--- AIM OF THE TASK ---
Output the entries below as a two-column CSV with the header row "prompt,answer", one row per entry. Put its text and its answer each in one double-quoted field, and replace any line breaks with spaces.

[Annotated coordinate entries]

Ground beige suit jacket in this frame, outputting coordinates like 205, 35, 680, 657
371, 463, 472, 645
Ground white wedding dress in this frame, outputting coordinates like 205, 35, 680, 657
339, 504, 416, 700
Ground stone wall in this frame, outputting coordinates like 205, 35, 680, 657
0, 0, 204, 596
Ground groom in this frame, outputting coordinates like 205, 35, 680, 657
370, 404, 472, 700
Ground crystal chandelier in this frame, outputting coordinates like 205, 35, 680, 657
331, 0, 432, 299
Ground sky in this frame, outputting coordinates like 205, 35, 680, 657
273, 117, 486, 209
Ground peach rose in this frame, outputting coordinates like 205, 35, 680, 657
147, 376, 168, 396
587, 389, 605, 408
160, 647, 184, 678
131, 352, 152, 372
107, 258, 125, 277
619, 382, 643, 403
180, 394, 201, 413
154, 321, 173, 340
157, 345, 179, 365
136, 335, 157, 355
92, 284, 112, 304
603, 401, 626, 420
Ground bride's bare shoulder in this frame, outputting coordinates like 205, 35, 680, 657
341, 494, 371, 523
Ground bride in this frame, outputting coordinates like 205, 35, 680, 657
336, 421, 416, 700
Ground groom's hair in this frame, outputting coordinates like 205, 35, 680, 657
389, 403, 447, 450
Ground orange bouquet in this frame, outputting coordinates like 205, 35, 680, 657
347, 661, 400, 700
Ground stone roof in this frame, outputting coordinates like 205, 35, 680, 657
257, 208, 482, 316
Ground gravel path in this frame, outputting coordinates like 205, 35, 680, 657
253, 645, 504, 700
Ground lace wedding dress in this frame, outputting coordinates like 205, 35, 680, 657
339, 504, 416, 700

--- WRITTEN REPLY ---
prompt,answer
"Ground beige suit jacket in this frame, outputting coordinates like 205, 35, 680, 657","371, 463, 472, 645"
"Ground white wedding dress in this frame, outputting coordinates like 205, 35, 680, 657","339, 504, 416, 700"
"Ground stone wall in this frame, outputting coordinates like 205, 35, 680, 657","0, 0, 204, 596"
"Ground groom in this frame, outputting coordinates like 205, 35, 680, 657","370, 404, 472, 700"
"Ground crystal chandelier in this frame, outputting coordinates like 205, 35, 680, 657","331, 0, 432, 299"
"Ground sky in this frame, outputting coordinates like 205, 35, 680, 657","273, 117, 486, 209"
"Ground peach rose in this frame, outputting coordinates like 205, 35, 680, 657","147, 376, 168, 396 587, 389, 605, 408 160, 647, 184, 678 131, 352, 152, 372 107, 258, 125, 277 619, 382, 643, 403 180, 394, 201, 413 154, 321, 173, 340 157, 345, 179, 365 136, 335, 157, 355 92, 284, 112, 304 603, 401, 626, 420"
"Ground bride's bare shoulder in this frame, outputting coordinates like 205, 35, 680, 657","341, 494, 371, 523"
"Ground bride in this frame, outputting coordinates like 205, 35, 680, 657","336, 421, 416, 700"
"Ground groom's hair in this frame, outputting coordinates like 205, 35, 680, 657","389, 403, 447, 450"
"Ground orange bouquet in this frame, outputting coordinates like 205, 35, 680, 657","347, 661, 400, 700"
"Ground stone roof in this frame, outputting coordinates like 205, 35, 680, 657","257, 208, 482, 316"
"Ground gravel path in this frame, outputting coordinates like 205, 35, 680, 657","253, 645, 504, 700"
"Ground lace wedding dress in this frame, outputting coordinates like 205, 35, 680, 657","339, 504, 416, 700"